*Requirement*: Reproduce exactly the lines from the one containing "white neck, one" through the last line of the records below, both included, and nothing else.

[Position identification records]

## START

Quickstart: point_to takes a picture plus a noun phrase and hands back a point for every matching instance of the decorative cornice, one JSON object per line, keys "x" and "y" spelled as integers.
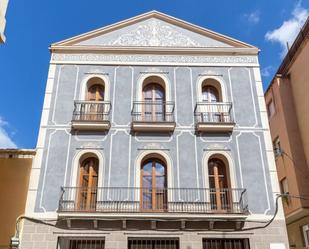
{"x": 140, "y": 59}
{"x": 154, "y": 34}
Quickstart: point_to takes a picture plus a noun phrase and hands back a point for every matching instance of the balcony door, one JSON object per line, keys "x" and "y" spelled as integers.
{"x": 153, "y": 103}
{"x": 95, "y": 93}
{"x": 211, "y": 112}
{"x": 94, "y": 111}
{"x": 153, "y": 186}
{"x": 88, "y": 183}
{"x": 220, "y": 196}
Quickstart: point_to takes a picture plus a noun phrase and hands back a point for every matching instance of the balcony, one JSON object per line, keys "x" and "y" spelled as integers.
{"x": 153, "y": 116}
{"x": 213, "y": 117}
{"x": 91, "y": 115}
{"x": 149, "y": 200}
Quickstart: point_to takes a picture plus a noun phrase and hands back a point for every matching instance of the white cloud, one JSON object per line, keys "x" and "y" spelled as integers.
{"x": 253, "y": 17}
{"x": 289, "y": 29}
{"x": 267, "y": 71}
{"x": 5, "y": 140}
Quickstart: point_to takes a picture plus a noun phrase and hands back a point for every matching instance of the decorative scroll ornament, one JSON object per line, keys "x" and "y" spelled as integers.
{"x": 155, "y": 34}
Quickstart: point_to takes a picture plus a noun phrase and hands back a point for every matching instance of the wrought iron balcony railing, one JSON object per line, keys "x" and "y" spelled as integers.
{"x": 163, "y": 200}
{"x": 215, "y": 113}
{"x": 91, "y": 111}
{"x": 153, "y": 111}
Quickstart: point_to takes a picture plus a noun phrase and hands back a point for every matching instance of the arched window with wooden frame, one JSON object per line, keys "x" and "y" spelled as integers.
{"x": 219, "y": 185}
{"x": 153, "y": 185}
{"x": 93, "y": 108}
{"x": 153, "y": 102}
{"x": 95, "y": 92}
{"x": 212, "y": 106}
{"x": 88, "y": 184}
{"x": 210, "y": 94}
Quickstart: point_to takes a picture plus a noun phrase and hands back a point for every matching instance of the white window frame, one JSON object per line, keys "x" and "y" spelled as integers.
{"x": 305, "y": 230}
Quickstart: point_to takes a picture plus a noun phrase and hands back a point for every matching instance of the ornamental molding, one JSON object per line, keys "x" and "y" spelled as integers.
{"x": 154, "y": 34}
{"x": 140, "y": 59}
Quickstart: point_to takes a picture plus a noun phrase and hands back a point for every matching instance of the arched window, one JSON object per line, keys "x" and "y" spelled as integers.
{"x": 154, "y": 102}
{"x": 153, "y": 185}
{"x": 92, "y": 110}
{"x": 95, "y": 93}
{"x": 88, "y": 183}
{"x": 219, "y": 184}
{"x": 213, "y": 111}
{"x": 210, "y": 94}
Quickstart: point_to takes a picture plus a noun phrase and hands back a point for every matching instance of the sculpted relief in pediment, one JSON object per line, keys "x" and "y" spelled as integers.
{"x": 155, "y": 33}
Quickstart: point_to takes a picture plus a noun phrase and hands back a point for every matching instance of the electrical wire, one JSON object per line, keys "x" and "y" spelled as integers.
{"x": 47, "y": 222}
{"x": 305, "y": 174}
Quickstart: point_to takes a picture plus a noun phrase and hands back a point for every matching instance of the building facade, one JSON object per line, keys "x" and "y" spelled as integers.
{"x": 287, "y": 101}
{"x": 15, "y": 167}
{"x": 154, "y": 134}
{"x": 3, "y": 7}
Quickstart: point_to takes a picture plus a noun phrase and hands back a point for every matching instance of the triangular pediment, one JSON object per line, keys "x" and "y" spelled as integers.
{"x": 153, "y": 29}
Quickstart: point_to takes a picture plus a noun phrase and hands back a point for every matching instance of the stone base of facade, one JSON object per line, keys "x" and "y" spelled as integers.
{"x": 295, "y": 233}
{"x": 115, "y": 236}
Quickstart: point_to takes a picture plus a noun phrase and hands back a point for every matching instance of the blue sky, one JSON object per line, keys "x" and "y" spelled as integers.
{"x": 33, "y": 25}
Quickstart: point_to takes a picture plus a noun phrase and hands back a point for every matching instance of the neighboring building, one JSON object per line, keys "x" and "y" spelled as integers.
{"x": 3, "y": 7}
{"x": 154, "y": 134}
{"x": 15, "y": 168}
{"x": 287, "y": 100}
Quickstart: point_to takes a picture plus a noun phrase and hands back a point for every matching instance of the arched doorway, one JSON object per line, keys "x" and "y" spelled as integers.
{"x": 88, "y": 184}
{"x": 154, "y": 102}
{"x": 153, "y": 185}
{"x": 219, "y": 185}
{"x": 211, "y": 98}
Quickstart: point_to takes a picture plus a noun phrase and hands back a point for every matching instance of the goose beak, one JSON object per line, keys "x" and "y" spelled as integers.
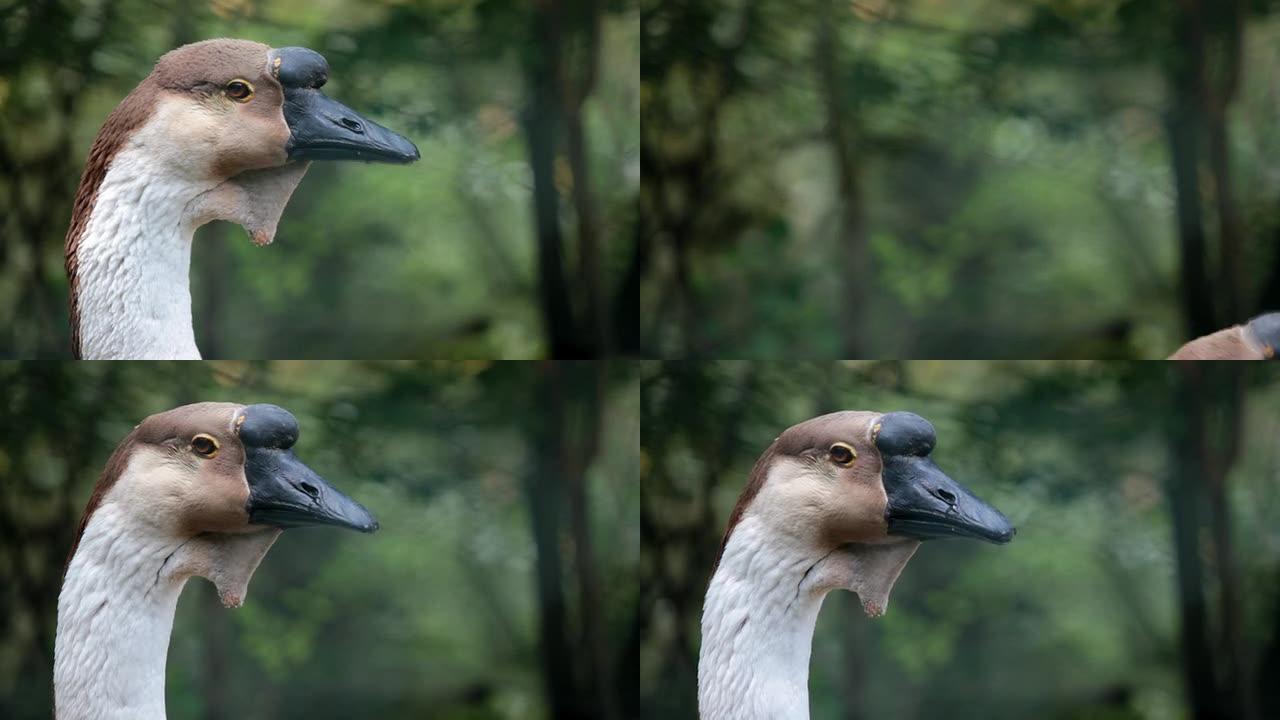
{"x": 321, "y": 128}
{"x": 924, "y": 502}
{"x": 1266, "y": 331}
{"x": 286, "y": 493}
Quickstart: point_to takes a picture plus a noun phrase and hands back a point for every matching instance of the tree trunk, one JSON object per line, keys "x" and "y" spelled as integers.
{"x": 577, "y": 452}
{"x": 544, "y": 492}
{"x": 1185, "y": 128}
{"x": 1229, "y": 22}
{"x": 841, "y": 132}
{"x": 1189, "y": 454}
{"x": 542, "y": 124}
{"x": 575, "y": 91}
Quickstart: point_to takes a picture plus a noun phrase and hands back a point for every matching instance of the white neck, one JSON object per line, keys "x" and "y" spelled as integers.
{"x": 118, "y": 601}
{"x": 135, "y": 261}
{"x": 114, "y": 616}
{"x": 760, "y": 611}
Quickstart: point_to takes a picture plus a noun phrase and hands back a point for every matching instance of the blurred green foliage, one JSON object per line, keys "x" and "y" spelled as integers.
{"x": 435, "y": 259}
{"x": 437, "y": 615}
{"x": 990, "y": 178}
{"x": 1078, "y": 616}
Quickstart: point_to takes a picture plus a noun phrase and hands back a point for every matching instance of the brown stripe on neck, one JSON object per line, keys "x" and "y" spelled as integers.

## END

*Exercise response*:
Quickstart: point_to takes a picture plus a noun phrase and hands back a point for every matching instance of the white neck, one JSON object per line, keys "x" and "y" spelled as integers.
{"x": 118, "y": 601}
{"x": 135, "y": 261}
{"x": 114, "y": 616}
{"x": 760, "y": 611}
Quickstart: point_to takes a picture plus a noun phrase and hands back a point for every matching instance of the blurred green foliage, one JSON object per line, keys "x" and "y" spelled as integers.
{"x": 435, "y": 259}
{"x": 437, "y": 615}
{"x": 990, "y": 178}
{"x": 1078, "y": 616}
Quickstart: point_to takes a picture plus a noun phrase and hands back a point for every matching instance of the brown stripe on neck, one JSON object per line, keys "x" and "y" spelled as integers.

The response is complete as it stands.